[Passage]
[Start of Attachment]

The hon. Member for Peterborough (Sir Harmar Nicholls) is not completely in the picture, because he has come in only at a late stage.
It has been made clear for some time what are the basic principles of my right hon. Friend's policy in regard to public transport in the towns and the relationship between the operation of public transport and traffic management. She has also put forward proposals for capital grants and for a rural bus subsidy.
These are matters on which my right hon. Friend has been carrying out consultations with local authorities on a very wide scale. It is right that she should do that and continue to do it, and she has undertaken to inform the House in a White Paper about the detailed character of her proposals when these consultations are concluded. I suggest that it is at that stage that hon. Members will receive the answers to the detailed questions which have been raised and, of course, it will be possible to debate them.
The hon. Gentleman said that his right hon. Friend was having discussions with various local authorities. One question which I raised was whether Scottish local authorities are included in the discussions.

[End of Attachment]

[Questions]
[1] In the transport debate, which constituency does Sir Harmar Nicholls represent?
[2] Carry the transport debate forward from its last sentence, writing the next part of the exchange.
The listing below has no connection to the transport debate.

[Supplied information]
[Start of Attachment]

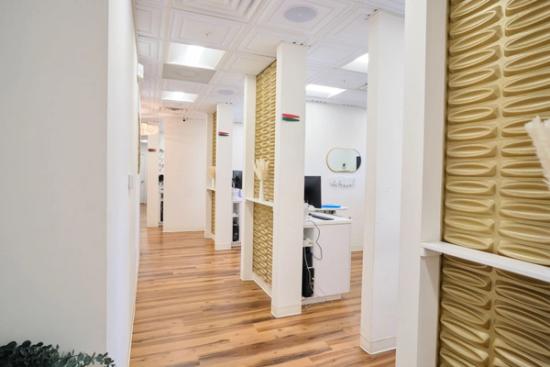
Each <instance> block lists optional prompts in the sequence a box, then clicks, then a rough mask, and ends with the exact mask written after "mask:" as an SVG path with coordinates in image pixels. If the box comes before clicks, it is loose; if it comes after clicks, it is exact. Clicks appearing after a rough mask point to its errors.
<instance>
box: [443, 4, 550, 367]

[End of Attachment]

[Outputs for the tasks]
[1] Peterborough.

[2]
The discussions have been going on with local authority associations and others on a nation-wide scale. I am sure that the hon. Gentleman will have read the White Paper and will know, therefore, that the discussions concern the whole country.
A great part of the debate has been devoted to the working document published by the Government for the purpose of consultations on the nationalisation of our ports and docks. I am grateful for the speeches made by several of my hon. Friends, including the hon. Member for Newport (Mr. Roy Hughes), the hon. Member for Southampton, Test and my hon. Friend the Member for Kingston upon Hull, North (Mr. McNamara), who have commended the document and made detailed comments on which they will receive replies later on. I emphasise that the document is put forward genuinely for the purpose of the consultations, and that these will be carried on over a considerable period.
I want now to deal with the speech of the hon. Member for Portsmouth, Langstone (Mr. Ian Lloyd). I was surprised at the tenor of it. It appears that, whenever he speaks, he has to "knock" the Docks Board, I suppose for ideological reasons. Nevertheless, he put forward the proposition that he was in favour of unified control of the ports and that, as I understood it, he was in favour of centralising information—resource allocation, as he called it—but dispersing decision making. I made these notes from his speech.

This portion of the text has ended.